(Exercise task A):
Copy the passage of the thread on loading a large dataset from "I have a very" up to and including "help. Thank you.".
(Exercise task B):
Answer these questions from the thread on loading a large dataset:
(i) How many outputs does the model have?
(ii) What are the dimensions of each image in the dataset?
(iii) Which keyword does the reply suggest specifying with numpy.load?

3

I have a very large dataset which is a single npy file that contains around 1.5m elements each a 150x150x3 image. The output has 51 columns (51 outputs). Since the dataset can't fit into memory, How do I load it and use it to fit the model? An efficient way is using TFRecords and tf.data but I couldn't understand how to do this. I would appreciate the help. Thank you.

Amin Marshal
  • 183
  • 2
  • 10
  • What does _I couldn’t understand how to do this_ mean? Can you share your attempts? – AMC Dec 05 '19 at 20:47
  • @AlexanderCécile yeah sure, the idea is to convert the large dataset into a TensorFlow compatible format, TFRecord, and then use the tf.data API to read this tfrecord file to feed it to the neural network. I tried various approaches but failed to do it – Amin Marshal Dec 05 '19 at 21:11

1 Answers1

3

One way is to load your NPY file fragment by fragment ( to feed your neural network with) and not to load it into the memory at once. You can use numpy.load as normal and specify the mmap_mode keyword so that the array is kept on disk, and only necessary bits are loaded into memory upon access (more details here)

(Dataset excerpts):

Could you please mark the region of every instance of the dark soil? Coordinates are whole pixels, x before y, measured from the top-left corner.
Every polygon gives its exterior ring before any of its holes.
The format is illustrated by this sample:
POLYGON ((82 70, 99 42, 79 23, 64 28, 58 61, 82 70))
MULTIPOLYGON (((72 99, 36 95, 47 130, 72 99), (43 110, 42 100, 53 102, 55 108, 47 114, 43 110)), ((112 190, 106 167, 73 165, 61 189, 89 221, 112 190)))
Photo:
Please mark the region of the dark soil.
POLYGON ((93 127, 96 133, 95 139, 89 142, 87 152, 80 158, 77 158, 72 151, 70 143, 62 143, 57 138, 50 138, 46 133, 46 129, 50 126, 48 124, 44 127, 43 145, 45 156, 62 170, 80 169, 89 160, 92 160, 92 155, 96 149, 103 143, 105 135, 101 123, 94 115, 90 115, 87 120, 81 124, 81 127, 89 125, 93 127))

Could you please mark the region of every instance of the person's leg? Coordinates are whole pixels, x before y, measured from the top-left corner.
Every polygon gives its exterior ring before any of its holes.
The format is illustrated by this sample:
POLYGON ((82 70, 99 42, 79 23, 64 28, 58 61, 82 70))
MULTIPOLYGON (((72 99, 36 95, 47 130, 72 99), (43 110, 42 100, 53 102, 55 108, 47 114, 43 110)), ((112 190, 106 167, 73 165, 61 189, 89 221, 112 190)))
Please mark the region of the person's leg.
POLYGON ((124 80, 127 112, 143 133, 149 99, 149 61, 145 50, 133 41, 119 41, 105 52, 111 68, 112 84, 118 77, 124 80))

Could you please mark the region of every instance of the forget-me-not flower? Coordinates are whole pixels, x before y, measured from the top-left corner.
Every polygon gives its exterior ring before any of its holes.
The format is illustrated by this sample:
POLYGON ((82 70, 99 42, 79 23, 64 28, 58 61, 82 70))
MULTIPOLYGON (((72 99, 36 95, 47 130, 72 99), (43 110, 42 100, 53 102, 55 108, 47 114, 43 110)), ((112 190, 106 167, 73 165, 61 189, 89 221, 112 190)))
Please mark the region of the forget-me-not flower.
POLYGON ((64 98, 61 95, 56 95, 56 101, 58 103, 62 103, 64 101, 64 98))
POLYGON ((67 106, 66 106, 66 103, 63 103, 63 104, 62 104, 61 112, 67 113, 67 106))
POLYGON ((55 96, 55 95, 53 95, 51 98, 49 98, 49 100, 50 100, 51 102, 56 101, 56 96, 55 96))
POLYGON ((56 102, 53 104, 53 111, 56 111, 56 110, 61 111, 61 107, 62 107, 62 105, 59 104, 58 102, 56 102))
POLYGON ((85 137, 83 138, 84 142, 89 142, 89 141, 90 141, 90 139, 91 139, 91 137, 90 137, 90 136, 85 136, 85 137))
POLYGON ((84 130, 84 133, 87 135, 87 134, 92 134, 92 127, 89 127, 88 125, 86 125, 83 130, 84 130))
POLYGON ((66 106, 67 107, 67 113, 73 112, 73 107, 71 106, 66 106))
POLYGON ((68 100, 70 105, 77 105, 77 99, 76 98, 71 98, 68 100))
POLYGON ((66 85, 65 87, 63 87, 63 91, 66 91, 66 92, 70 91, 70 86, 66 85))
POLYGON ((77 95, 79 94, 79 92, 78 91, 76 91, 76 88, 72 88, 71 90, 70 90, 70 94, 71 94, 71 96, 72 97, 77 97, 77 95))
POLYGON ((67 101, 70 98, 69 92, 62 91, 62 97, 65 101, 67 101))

(Result A):
I have a very large dataset which is a single npy file that contains around 1.5m elements each a 150x150x3 image. The output has 51 columns (51 outputs). Since the dataset can't fit into memory, How do I load it and use it to fit the model? An efficient way is using TFRecords and tf.data but I couldn't understand how to do this. I would appreciate the help. Thank you.

(Result B):
(i) 51
(ii) 150x150x3
(iii) mmap_mode